Send back the records in full, character for character.

*** Source data ***

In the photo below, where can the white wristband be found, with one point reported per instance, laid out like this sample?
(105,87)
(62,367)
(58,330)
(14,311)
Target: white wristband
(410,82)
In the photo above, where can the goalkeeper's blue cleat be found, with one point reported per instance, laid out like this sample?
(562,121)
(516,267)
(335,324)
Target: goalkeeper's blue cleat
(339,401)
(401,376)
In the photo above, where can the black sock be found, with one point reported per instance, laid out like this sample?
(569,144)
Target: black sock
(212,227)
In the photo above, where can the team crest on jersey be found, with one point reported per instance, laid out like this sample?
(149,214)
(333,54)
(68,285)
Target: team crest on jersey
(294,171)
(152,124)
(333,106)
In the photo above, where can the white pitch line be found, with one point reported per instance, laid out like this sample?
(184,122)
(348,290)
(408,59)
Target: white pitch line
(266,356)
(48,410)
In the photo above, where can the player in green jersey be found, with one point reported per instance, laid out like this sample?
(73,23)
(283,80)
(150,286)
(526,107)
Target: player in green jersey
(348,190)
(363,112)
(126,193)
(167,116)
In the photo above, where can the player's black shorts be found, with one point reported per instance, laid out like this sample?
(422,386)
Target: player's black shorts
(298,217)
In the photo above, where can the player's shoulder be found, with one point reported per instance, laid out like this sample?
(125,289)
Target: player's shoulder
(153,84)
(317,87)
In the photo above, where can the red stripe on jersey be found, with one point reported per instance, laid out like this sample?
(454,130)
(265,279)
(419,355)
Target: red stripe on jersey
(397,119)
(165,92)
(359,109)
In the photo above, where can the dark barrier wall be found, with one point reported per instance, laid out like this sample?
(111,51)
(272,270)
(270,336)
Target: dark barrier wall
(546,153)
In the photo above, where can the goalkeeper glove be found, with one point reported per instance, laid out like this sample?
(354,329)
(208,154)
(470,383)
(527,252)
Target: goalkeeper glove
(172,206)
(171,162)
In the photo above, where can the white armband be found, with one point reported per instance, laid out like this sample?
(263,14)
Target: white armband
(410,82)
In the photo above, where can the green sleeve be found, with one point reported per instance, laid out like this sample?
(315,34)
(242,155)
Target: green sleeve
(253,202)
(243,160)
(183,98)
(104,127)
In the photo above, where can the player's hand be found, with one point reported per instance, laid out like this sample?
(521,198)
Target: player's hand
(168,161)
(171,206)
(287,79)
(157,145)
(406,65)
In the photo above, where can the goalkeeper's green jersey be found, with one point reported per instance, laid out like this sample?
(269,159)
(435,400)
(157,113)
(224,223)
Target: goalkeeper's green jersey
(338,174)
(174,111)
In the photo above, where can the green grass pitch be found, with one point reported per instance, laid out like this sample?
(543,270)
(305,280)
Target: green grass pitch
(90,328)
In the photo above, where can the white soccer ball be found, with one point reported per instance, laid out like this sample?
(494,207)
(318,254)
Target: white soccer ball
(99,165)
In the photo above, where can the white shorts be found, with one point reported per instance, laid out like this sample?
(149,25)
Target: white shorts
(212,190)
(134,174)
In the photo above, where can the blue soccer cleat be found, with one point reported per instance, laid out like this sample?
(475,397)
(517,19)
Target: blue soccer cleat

***

### Answer box
In the photo below, where can the white wristband be found, with one point reported per instance, laid out like this sample?
(105,87)
(62,367)
(58,330)
(14,311)
Target: white wristband
(410,82)
In the photo above, where can the goalkeeper's blue cleat be found, with one point reported per instance, laid out like this sample?
(562,121)
(516,267)
(335,324)
Target: goalkeeper's blue cleat
(339,401)
(401,376)
In the photo above, where can the black sock be found, with one point reported per instance, laid out like this sample?
(569,144)
Target: black sock
(212,227)
In the photo above, where can the team crest on jersey be found, with one point reported per instance, laid out like this sample?
(149,214)
(333,54)
(68,285)
Target: team crest on jersey
(294,171)
(152,124)
(333,106)
In the photo above, where can the white pitch line be found, with one point reported per instance, laid out like this sample?
(184,122)
(348,290)
(408,59)
Target: white pitch line
(266,356)
(48,410)
In the photo above, where can the player in green jersey be found, with one point reported per instance, laid out like this sample?
(73,23)
(283,80)
(150,286)
(526,107)
Target: player in green jersey
(348,190)
(363,112)
(126,193)
(167,116)
In the photo above, where can the player's black shorts be found, with one point reported per instance, laid out like this sample?
(422,386)
Target: player's black shorts
(298,217)
In the photo above, where can the player's shoulder be found, with one point reported per instance, laid out like this sample?
(125,289)
Target: player's shoulder
(153,84)
(317,87)
In the photo above, where can the red stripe on jersey be found, with one point reported per instance, laid out like this sample?
(454,130)
(265,279)
(419,355)
Target: red stripe on jersey
(397,119)
(165,92)
(359,109)
In the photo above, where can the dark barrier wall be found, with one point reported per instance, laid out like this sample?
(111,51)
(272,270)
(270,336)
Target: dark barrier wall
(546,153)
In the photo above, where can the goalkeeper glove be found, with one point reported per instance, laid out like this sample?
(354,329)
(208,154)
(470,383)
(527,252)
Target: goalkeeper glove
(172,206)
(171,162)
In the photo above, where can the white armband be found, with one point reported per instance, laid out like this sample?
(263,14)
Target: white armband
(410,82)
In the photo above, where can the green sleeve be found, with one point reported per instance, laid out like this sample?
(315,34)
(242,155)
Target: green sleeve
(253,202)
(243,160)
(183,98)
(104,127)
In the photo above, where can the player's hand be found, with one point reported per instance, laid out like this sample?
(521,198)
Target: player's hand
(168,161)
(171,206)
(287,79)
(157,145)
(406,65)
In the photo above, where can the goalkeeper's green jersey be found, with one point reported per instance, laid out like this sample?
(269,159)
(435,400)
(157,113)
(224,223)
Target: goalkeeper's green jersey
(338,174)
(174,111)
In the photo above, where can the green grass pitch be found, with one point reported per instance, laid out like this sample?
(543,270)
(305,280)
Target: green grass pitch
(90,328)
In the photo above, where can the white soccer ball be found, with one point reported per instance, laid out like this sample?
(494,207)
(318,254)
Target: white soccer ball
(99,165)
In the photo above, where can the white shorts be found, with one point reported per instance, laid out like this sample?
(149,25)
Target: white shorts
(212,190)
(134,174)
In the photo above, where can the blue soccer cleat be found, with one point reported per instance, laid out like this sample?
(475,397)
(517,19)
Target: blue soccer cleat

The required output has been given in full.